### Required work
Only the lines below, from the one with "Target: debris" through the one with "Target: flag fabric", are to be written out, exactly.

### Exercise inputs
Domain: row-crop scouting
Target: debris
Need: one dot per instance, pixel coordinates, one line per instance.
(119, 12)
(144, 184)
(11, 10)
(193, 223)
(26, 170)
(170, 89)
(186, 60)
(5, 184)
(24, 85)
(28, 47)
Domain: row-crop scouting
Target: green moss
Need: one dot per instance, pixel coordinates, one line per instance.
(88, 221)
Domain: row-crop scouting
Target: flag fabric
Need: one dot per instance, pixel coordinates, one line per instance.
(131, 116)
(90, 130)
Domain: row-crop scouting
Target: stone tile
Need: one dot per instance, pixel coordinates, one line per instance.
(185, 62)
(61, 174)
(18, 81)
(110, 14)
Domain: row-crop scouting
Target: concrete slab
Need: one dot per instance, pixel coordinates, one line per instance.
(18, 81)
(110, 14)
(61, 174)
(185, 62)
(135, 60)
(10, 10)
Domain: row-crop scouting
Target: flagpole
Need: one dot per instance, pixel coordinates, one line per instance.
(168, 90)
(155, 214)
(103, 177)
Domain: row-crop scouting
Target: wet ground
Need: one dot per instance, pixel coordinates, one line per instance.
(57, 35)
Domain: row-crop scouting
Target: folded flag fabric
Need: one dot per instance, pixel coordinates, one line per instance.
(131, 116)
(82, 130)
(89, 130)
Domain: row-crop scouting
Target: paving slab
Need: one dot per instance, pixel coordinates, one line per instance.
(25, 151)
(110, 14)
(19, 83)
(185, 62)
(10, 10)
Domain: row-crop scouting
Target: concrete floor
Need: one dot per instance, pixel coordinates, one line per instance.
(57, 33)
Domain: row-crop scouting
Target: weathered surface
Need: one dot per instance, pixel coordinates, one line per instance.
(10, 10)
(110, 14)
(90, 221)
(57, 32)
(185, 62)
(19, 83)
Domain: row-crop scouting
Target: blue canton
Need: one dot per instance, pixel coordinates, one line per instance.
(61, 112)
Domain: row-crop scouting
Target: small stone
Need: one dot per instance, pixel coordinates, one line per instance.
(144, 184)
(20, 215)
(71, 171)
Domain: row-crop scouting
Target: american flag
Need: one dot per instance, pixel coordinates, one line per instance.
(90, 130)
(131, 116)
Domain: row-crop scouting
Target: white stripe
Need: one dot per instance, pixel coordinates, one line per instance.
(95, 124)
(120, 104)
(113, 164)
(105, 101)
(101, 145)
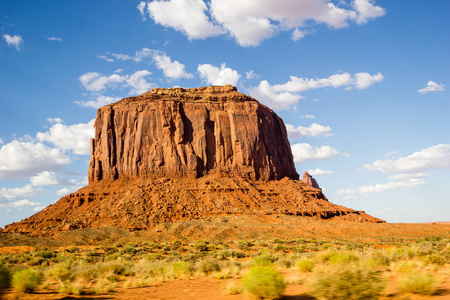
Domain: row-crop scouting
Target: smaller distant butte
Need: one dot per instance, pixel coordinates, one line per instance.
(179, 154)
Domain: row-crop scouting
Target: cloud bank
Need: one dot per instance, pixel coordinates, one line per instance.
(252, 21)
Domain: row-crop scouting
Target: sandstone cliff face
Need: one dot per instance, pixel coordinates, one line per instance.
(309, 180)
(183, 154)
(190, 133)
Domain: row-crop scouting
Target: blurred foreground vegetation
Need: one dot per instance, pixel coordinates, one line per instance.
(329, 269)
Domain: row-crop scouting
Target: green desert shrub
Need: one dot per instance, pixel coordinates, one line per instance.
(343, 258)
(263, 283)
(62, 273)
(418, 282)
(181, 269)
(26, 280)
(208, 266)
(305, 265)
(5, 278)
(346, 282)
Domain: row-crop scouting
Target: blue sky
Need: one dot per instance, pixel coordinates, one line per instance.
(362, 86)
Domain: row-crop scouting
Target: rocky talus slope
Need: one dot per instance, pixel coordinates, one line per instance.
(178, 154)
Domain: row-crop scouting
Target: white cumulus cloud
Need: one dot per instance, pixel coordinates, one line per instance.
(305, 152)
(15, 40)
(45, 178)
(75, 138)
(432, 87)
(382, 187)
(171, 69)
(96, 82)
(186, 16)
(20, 204)
(313, 130)
(218, 76)
(24, 159)
(281, 96)
(317, 172)
(364, 80)
(11, 194)
(252, 21)
(97, 101)
(432, 158)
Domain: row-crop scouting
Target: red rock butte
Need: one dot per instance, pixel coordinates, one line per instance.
(190, 133)
(179, 154)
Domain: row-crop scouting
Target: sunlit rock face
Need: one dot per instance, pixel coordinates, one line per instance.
(190, 133)
(309, 180)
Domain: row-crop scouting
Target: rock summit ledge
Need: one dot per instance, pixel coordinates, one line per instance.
(178, 154)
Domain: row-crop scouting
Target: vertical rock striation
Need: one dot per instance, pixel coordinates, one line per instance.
(190, 133)
(182, 154)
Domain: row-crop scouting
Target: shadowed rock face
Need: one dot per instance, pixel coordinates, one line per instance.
(183, 154)
(309, 180)
(190, 133)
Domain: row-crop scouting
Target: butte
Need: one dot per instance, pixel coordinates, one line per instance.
(181, 154)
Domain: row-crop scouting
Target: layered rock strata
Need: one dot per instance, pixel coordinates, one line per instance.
(190, 133)
(179, 154)
(309, 180)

### Reply
Target: debris
Need: one dot per instance, pixel coordinates, one line per instance.
(119, 12)
(144, 184)
(11, 10)
(193, 223)
(26, 170)
(170, 89)
(186, 60)
(5, 184)
(24, 85)
(28, 47)
Domain: row-crop scouting
Target: green moss
Need: one dot per instance, pixel coordinates, one line per instance.
(88, 221)
Domain: row-crop scouting
Target: flag fabric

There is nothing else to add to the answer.